* TO BE DONE *
Print the full listing exactly.
+ + + + + + +
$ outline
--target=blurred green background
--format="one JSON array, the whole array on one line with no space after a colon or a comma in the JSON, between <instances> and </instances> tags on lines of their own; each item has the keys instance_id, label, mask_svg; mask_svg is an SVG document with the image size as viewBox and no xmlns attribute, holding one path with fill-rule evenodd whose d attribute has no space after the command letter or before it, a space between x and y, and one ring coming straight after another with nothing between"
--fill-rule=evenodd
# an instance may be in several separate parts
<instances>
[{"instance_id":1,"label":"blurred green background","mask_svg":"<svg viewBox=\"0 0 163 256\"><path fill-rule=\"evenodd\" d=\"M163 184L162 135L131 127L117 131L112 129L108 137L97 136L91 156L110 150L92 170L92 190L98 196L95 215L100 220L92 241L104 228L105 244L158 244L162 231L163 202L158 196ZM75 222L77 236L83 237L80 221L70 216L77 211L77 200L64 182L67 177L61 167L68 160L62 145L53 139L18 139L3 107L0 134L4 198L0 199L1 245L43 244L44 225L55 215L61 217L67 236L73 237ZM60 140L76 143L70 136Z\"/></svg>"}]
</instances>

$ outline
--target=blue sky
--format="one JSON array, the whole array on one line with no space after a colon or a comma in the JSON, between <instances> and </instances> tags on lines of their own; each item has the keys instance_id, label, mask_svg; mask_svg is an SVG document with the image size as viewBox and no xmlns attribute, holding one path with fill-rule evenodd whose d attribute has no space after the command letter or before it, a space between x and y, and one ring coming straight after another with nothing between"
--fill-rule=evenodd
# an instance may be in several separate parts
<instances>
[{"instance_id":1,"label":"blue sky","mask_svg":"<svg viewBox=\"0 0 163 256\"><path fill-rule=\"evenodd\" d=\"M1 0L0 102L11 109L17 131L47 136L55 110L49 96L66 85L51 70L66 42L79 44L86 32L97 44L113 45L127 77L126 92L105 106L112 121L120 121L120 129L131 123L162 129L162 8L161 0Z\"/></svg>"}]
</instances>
+ + + + + + +
* RESPONSE TO THIS TASK *
$ outline
--target=blurred green background
--format="one JSON array, the whole array on one line with no space after a colon or a comma in the JSON, between <instances> and </instances> tags on lines of their own; each item has the keys instance_id, label, mask_svg; mask_svg is an SVG document with the image size as viewBox and no xmlns attribute, holding one path with fill-rule evenodd whose d attribute has no space after the command letter or before it, a space between x and y, and one ring coming straight after another with nothing between"
--fill-rule=evenodd
# an instance may be in several separate parts
<instances>
[{"instance_id":1,"label":"blurred green background","mask_svg":"<svg viewBox=\"0 0 163 256\"><path fill-rule=\"evenodd\" d=\"M163 184L162 135L131 127L117 131L112 129L108 137L97 136L91 156L110 150L92 170L92 190L98 196L95 215L100 220L92 241L104 228L105 244L158 244L162 231L163 202L158 196ZM75 222L77 236L83 237L80 221L70 216L77 211L77 200L64 182L67 177L61 167L68 160L62 145L53 139L18 139L3 107L0 134L4 198L0 199L1 245L43 244L44 225L55 215L61 217L67 236L73 237ZM60 140L76 143L70 136Z\"/></svg>"}]
</instances>

$ outline
--target=blue sky
--format="one JSON array, the whole array on one line with no space after a colon or a comma in the JSON, between <instances> and </instances> tags on lines of their own; each item has the keys instance_id, label, mask_svg; mask_svg is an SVG document with the image size as viewBox and no xmlns attribute, holding one path with fill-rule evenodd whose d attribute has no space after the command letter or before it, a space between x and y, and one ring coming straight after another with nothing between"
--fill-rule=evenodd
# an instance may be in several separate parts
<instances>
[{"instance_id":1,"label":"blue sky","mask_svg":"<svg viewBox=\"0 0 163 256\"><path fill-rule=\"evenodd\" d=\"M1 0L0 102L11 109L17 131L47 136L55 110L49 96L66 85L51 70L66 42L79 44L86 32L97 44L113 45L127 77L126 92L105 106L112 121L120 121L120 129L131 123L162 129L162 8L161 0Z\"/></svg>"}]
</instances>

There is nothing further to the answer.